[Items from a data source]
^^^^^^^^^^^^^^^^
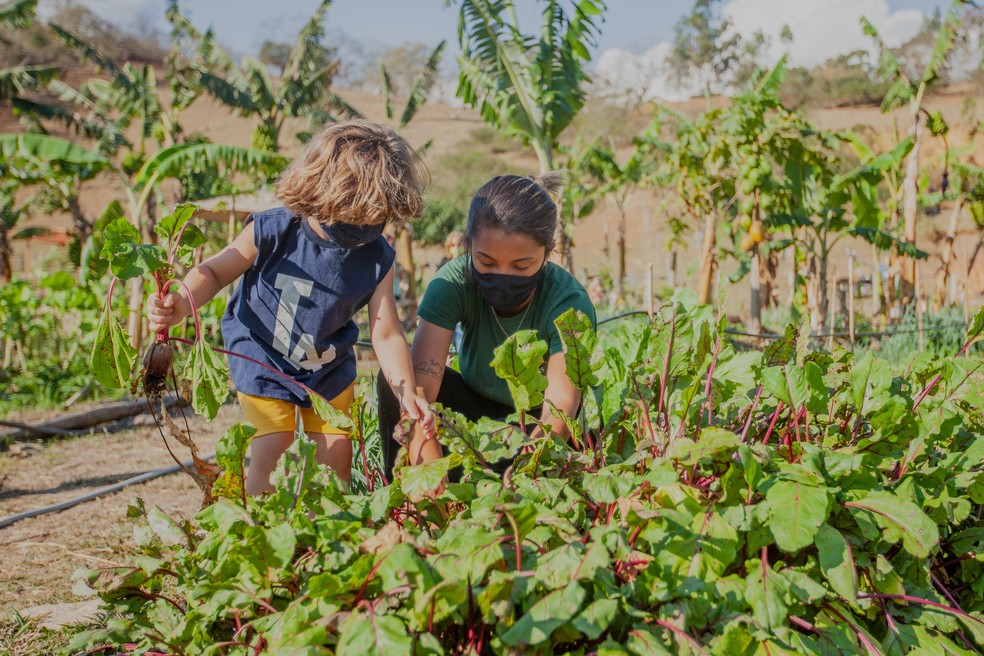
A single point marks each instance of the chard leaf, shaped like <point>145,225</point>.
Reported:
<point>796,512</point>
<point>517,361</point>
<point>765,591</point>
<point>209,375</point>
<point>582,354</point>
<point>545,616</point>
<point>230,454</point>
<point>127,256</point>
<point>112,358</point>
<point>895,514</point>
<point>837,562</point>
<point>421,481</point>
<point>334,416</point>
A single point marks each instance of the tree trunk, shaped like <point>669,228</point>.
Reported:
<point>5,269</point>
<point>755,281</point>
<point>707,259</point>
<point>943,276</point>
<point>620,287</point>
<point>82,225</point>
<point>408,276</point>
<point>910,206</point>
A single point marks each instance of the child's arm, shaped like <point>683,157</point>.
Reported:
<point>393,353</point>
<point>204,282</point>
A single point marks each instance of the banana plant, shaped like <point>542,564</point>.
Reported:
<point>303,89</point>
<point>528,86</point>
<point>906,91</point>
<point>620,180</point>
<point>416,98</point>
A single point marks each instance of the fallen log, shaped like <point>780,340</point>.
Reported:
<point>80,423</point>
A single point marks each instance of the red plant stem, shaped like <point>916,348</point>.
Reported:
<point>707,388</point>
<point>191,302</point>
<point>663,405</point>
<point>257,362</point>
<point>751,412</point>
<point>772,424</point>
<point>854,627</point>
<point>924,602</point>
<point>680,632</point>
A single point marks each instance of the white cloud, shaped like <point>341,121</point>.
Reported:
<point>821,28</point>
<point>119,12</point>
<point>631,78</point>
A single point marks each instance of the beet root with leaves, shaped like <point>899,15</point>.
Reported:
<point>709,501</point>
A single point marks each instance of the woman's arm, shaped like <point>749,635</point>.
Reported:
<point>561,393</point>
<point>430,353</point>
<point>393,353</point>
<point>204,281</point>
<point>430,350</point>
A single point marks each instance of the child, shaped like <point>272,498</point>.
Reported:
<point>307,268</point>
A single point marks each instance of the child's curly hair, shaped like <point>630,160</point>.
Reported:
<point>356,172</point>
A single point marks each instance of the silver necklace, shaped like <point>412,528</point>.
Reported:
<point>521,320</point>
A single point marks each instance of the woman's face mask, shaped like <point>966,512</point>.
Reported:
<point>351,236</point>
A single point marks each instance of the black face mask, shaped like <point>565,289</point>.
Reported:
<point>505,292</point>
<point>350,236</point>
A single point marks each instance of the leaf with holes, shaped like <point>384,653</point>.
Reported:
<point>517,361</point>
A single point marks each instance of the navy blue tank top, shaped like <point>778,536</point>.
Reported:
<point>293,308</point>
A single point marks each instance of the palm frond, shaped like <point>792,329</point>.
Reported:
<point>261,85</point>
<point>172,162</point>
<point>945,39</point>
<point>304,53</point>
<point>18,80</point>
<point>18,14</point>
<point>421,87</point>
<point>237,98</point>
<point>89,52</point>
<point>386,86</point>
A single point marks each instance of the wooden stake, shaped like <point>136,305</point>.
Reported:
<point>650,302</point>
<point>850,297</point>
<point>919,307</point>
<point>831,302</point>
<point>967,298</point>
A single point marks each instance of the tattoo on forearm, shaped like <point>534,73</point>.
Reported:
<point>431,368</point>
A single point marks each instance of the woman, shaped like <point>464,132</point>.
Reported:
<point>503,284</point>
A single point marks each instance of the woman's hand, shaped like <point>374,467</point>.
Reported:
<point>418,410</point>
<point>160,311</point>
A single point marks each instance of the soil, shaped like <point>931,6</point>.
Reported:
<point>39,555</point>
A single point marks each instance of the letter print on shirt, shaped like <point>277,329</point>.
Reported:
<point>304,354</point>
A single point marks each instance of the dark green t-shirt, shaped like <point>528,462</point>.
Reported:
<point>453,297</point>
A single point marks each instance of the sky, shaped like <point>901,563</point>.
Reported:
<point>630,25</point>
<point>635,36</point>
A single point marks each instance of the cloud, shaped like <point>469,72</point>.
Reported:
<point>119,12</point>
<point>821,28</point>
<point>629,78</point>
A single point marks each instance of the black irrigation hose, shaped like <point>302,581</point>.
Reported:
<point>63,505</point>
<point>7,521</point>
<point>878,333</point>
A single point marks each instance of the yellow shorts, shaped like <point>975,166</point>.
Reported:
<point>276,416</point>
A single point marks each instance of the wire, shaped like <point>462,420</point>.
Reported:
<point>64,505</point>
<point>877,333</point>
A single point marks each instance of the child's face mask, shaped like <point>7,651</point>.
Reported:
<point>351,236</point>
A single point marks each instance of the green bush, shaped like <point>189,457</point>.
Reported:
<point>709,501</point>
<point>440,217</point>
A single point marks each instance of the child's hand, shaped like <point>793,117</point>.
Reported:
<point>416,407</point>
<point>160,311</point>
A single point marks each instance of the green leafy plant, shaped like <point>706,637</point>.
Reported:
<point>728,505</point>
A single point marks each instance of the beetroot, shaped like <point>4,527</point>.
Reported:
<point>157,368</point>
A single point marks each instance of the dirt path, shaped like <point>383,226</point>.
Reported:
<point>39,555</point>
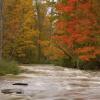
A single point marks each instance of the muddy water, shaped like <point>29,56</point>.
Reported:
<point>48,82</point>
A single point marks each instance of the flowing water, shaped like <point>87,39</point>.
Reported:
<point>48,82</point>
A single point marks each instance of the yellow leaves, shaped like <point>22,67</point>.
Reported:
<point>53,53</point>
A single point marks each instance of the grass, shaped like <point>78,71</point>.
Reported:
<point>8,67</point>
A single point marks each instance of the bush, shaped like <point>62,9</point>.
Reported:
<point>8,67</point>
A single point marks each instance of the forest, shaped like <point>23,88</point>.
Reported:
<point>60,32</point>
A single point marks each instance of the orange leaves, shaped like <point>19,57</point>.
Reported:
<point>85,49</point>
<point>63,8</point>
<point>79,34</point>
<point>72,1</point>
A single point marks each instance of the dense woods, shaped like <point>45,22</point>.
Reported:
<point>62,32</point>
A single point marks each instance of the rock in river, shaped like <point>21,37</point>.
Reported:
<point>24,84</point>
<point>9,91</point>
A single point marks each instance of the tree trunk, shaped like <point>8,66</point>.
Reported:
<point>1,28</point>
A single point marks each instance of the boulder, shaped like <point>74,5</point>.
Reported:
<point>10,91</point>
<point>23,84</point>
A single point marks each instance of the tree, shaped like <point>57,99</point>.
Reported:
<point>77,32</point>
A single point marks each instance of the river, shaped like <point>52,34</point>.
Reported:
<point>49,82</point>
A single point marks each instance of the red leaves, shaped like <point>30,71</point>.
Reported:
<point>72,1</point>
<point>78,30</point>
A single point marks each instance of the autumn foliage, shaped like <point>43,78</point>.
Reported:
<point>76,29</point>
^^^^^^^^^^^^^^^^
» Directive
Update every row by replacing "A single point marks" with "One point marks", and leave the rest of the wording unchanged. Omit the pictures from your answer.

» The result
One point marks each instance of the chard leaf, shaped like <point>145,225</point>.
Reported:
<point>796,512</point>
<point>517,361</point>
<point>765,591</point>
<point>209,375</point>
<point>582,354</point>
<point>545,616</point>
<point>230,454</point>
<point>127,256</point>
<point>112,358</point>
<point>895,514</point>
<point>837,562</point>
<point>421,481</point>
<point>334,416</point>
One point marks each instance of the tree trunk, shaped like <point>669,228</point>.
Reported:
<point>5,269</point>
<point>755,281</point>
<point>707,259</point>
<point>943,276</point>
<point>620,287</point>
<point>82,225</point>
<point>408,276</point>
<point>910,206</point>
One point marks each instance of the child's arm, shaped like <point>683,157</point>.
Reported:
<point>393,353</point>
<point>204,282</point>
One point marks each instance of the banana plant, shaped like <point>542,564</point>.
Reported:
<point>303,89</point>
<point>528,86</point>
<point>906,91</point>
<point>620,180</point>
<point>416,98</point>
One point marks each instance of the fallen log, shaped like <point>780,340</point>.
Reported:
<point>80,423</point>
One point marks each instance of the red plant stem, shaped like <point>916,348</point>.
Reported:
<point>707,388</point>
<point>191,302</point>
<point>663,405</point>
<point>257,362</point>
<point>751,412</point>
<point>772,424</point>
<point>854,627</point>
<point>924,602</point>
<point>680,632</point>
One point marks each instance of the white cloud, shaped like <point>341,121</point>.
Reported:
<point>821,28</point>
<point>119,12</point>
<point>631,78</point>
One point marks each instance of the beet root with leaves, shaped like <point>899,15</point>.
Reported:
<point>709,501</point>
One point marks each instance of the woman's arm, shaped like <point>749,635</point>.
Reported:
<point>561,393</point>
<point>430,353</point>
<point>393,353</point>
<point>204,281</point>
<point>430,350</point>
One point marks each instance of the child, shaped like <point>272,498</point>.
Reported:
<point>307,268</point>
One point marks each instance of the child's curly hair, shaped like <point>630,160</point>.
Reported:
<point>356,172</point>
One point marks each instance of the silver necklace, shaped like <point>412,528</point>.
Reported:
<point>521,320</point>
One point marks each instance of the woman's face mask, shaped like <point>966,512</point>.
Reported:
<point>351,236</point>
One point marks each instance of the black face mask, shaped like <point>565,289</point>.
Reported:
<point>505,292</point>
<point>350,236</point>
One point marks each instance of the leaf with holes, shaped like <point>384,653</point>.
Reported:
<point>517,361</point>
One point marks each instance of the navy blue tank top, shaped like <point>778,536</point>.
Reported:
<point>293,308</point>
One point marks each instance of the palm frond, shaped like <point>792,329</point>.
Reported:
<point>261,85</point>
<point>172,162</point>
<point>945,39</point>
<point>304,53</point>
<point>18,80</point>
<point>18,14</point>
<point>421,87</point>
<point>237,98</point>
<point>89,52</point>
<point>386,86</point>
One point marks each instance of the wooden stake, shaped like <point>136,305</point>.
Reported:
<point>650,302</point>
<point>850,297</point>
<point>919,307</point>
<point>831,302</point>
<point>967,298</point>
One point marks each instance of the tattoo on forearm, shaped like <point>534,73</point>.
Reported:
<point>431,368</point>
One point marks each instance of the woman, shaped like <point>464,132</point>.
Reported:
<point>503,284</point>
One point marks each instance of the woman's hand, shaped like <point>374,467</point>.
Reported:
<point>418,410</point>
<point>160,311</point>
One point marks each instance of the soil, shaped like <point>931,6</point>.
Reported:
<point>39,555</point>
One point marks each instance of the letter print on shirt, shaped like <point>277,329</point>.
Reported:
<point>304,354</point>
One point marks each instance of the dark green t-shirt, shaped like <point>528,462</point>.
Reported:
<point>453,297</point>
One point marks each instance of the sky, shaped like <point>901,563</point>.
Reported:
<point>630,25</point>
<point>635,36</point>
One point marks each instance of the cloud, shaped like <point>469,72</point>.
Reported:
<point>119,12</point>
<point>821,28</point>
<point>629,78</point>
One point marks each instance of the black irrigation hose, shaped like <point>302,581</point>.
Reported:
<point>63,505</point>
<point>7,521</point>
<point>878,333</point>
One point marks each instance of the yellow shorts, shaped like <point>975,166</point>.
Reported:
<point>276,416</point>
One point marks each instance of the wire, shaped like <point>462,420</point>.
Reported:
<point>64,505</point>
<point>877,333</point>
One point marks each instance of the child's face mask, shaped like <point>7,651</point>.
Reported:
<point>351,236</point>
One point marks each instance of the green bush, shaped like <point>189,457</point>.
Reported:
<point>709,501</point>
<point>440,217</point>
One point marks each instance of the child's hand, shaped like <point>793,117</point>.
Reported:
<point>416,407</point>
<point>160,311</point>
One point marks each instance of the green leafy plant, shaped like <point>706,637</point>.
Reported:
<point>728,505</point>
One point marks each instance of the beetroot, shaped like <point>4,527</point>.
Reported:
<point>157,368</point>
One point marks each instance of the dirt path, shaped like <point>383,226</point>.
Reported:
<point>39,555</point>
One point marks each instance of the muddy water, shaped like <point>29,56</point>.
Reported:
<point>48,82</point>
One point marks each instance of the flowing water, shaped like <point>87,39</point>.
Reported:
<point>48,82</point>
One point marks each instance of the yellow leaves, shaped like <point>22,67</point>.
Reported:
<point>53,53</point>
One point marks each instance of the grass, shaped like <point>78,71</point>.
Reported:
<point>8,67</point>
One point marks each instance of the bush, shaped like <point>62,9</point>.
Reported:
<point>8,67</point>
One point marks each instance of the forest, shaped like <point>23,88</point>.
Reported:
<point>60,32</point>
One point marks each instance of the orange leaves, shaped like <point>19,57</point>.
Reported:
<point>85,49</point>
<point>63,8</point>
<point>79,34</point>
<point>72,1</point>
One point marks each instance of the dense woods, shaped like <point>45,22</point>.
Reported:
<point>62,32</point>
One point marks each instance of the rock in river, shaped like <point>21,37</point>.
Reported:
<point>24,84</point>
<point>9,91</point>
One point marks each instance of the tree trunk, shaped like <point>8,66</point>.
Reported:
<point>1,28</point>
One point marks each instance of the boulder, shaped like <point>74,5</point>.
Reported:
<point>10,91</point>
<point>23,84</point>
One point marks each instance of the tree, shaped like <point>57,99</point>.
Reported:
<point>77,32</point>
One point marks each instance of the river, shaped like <point>52,34</point>.
Reported:
<point>49,82</point>
One point marks each instance of the red leaves, shaped like <point>30,71</point>.
Reported:
<point>72,1</point>
<point>78,30</point>
One point marks each instance of the autumn foliage, shaped like <point>43,78</point>.
Reported:
<point>76,29</point>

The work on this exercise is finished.